> _Exercise objective_: If a line of the data below holds the word "white", list it.

==== Extracted material

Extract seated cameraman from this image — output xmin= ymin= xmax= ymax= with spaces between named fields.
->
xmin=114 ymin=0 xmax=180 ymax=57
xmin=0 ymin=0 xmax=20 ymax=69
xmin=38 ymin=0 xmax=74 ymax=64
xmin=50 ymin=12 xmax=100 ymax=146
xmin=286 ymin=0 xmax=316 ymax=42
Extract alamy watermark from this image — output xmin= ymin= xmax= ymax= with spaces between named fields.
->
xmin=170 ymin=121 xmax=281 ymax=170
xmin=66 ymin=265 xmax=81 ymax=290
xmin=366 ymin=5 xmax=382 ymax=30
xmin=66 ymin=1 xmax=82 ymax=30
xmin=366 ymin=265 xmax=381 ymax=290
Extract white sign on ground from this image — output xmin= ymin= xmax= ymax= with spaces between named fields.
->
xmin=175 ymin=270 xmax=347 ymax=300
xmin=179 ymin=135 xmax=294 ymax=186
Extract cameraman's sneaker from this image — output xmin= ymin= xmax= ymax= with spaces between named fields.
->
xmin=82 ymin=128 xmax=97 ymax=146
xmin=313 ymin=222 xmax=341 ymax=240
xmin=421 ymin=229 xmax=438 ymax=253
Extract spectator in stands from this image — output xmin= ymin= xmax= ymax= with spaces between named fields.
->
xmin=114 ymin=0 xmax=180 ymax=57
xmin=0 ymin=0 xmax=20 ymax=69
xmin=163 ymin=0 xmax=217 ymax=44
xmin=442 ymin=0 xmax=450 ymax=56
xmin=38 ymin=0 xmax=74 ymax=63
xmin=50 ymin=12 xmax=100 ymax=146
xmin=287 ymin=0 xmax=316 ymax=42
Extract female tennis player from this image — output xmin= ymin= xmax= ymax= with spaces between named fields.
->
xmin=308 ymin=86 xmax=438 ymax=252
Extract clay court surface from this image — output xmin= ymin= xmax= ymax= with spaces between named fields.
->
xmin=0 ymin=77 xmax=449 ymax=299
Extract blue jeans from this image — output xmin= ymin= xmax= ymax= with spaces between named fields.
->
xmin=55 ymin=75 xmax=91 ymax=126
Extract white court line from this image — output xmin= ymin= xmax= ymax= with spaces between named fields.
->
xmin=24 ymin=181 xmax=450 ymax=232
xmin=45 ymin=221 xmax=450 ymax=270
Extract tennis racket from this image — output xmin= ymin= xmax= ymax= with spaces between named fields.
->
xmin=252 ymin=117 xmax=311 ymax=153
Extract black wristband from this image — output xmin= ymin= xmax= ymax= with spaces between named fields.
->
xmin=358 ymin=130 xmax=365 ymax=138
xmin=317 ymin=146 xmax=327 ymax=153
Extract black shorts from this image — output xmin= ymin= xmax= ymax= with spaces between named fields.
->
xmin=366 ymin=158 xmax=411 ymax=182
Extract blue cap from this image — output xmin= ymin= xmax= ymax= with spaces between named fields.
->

========

> _Output for this exercise_:
Extract white sign on ground from this image — output xmin= ymin= xmax= ymax= with spaces between named fields.
Extract white court line from this image — output xmin= ymin= xmax= ymax= with spaces between named fields.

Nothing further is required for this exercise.